**WHAT IS NEEDED:**
Present the items as a two-column CSV with the headers text and answer, starting at the line that contains "Detect overcast sky." and ending at the last item. Write one row per item, with its text and its answer each in a single quoted field and line breaks replaced by spaces.

(Bounding box annotation items)

>> BEGIN

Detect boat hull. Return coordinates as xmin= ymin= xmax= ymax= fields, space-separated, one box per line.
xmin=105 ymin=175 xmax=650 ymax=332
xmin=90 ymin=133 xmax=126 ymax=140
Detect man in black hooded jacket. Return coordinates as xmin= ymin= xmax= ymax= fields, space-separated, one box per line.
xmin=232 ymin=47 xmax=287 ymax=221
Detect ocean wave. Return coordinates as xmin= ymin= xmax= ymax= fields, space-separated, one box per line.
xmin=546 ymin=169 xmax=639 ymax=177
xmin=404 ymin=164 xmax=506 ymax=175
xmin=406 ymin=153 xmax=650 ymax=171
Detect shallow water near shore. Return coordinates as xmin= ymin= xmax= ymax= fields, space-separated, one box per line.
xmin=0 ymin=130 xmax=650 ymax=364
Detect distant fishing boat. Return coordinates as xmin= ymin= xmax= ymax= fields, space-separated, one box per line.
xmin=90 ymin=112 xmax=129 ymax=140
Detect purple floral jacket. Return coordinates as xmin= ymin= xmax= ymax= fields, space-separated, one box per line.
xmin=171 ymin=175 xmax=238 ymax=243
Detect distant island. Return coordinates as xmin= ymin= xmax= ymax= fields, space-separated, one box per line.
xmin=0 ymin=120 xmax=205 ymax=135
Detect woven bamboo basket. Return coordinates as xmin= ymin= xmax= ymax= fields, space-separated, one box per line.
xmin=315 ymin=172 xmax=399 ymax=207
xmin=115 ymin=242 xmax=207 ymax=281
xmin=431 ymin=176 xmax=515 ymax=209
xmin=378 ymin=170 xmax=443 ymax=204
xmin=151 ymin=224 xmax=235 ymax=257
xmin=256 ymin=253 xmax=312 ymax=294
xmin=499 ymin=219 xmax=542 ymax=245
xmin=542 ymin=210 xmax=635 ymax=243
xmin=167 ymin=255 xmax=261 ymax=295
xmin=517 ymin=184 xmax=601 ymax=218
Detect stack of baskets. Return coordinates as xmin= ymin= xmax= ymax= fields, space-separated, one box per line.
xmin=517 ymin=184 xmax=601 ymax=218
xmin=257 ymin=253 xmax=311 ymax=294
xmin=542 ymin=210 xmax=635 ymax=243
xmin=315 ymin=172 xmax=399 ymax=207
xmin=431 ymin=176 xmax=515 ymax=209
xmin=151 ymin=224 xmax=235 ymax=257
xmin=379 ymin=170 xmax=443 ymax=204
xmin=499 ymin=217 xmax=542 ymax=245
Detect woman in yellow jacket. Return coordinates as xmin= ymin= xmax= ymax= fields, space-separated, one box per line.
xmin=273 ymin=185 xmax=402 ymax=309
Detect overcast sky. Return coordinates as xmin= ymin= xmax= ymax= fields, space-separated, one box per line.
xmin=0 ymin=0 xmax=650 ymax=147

>> END

**ANSWER TO THIS TASK:**
text,answer
"Detect overcast sky. Return coordinates as xmin= ymin= xmax= ymax= fields, space-separated, one box per line.","xmin=0 ymin=0 xmax=650 ymax=147"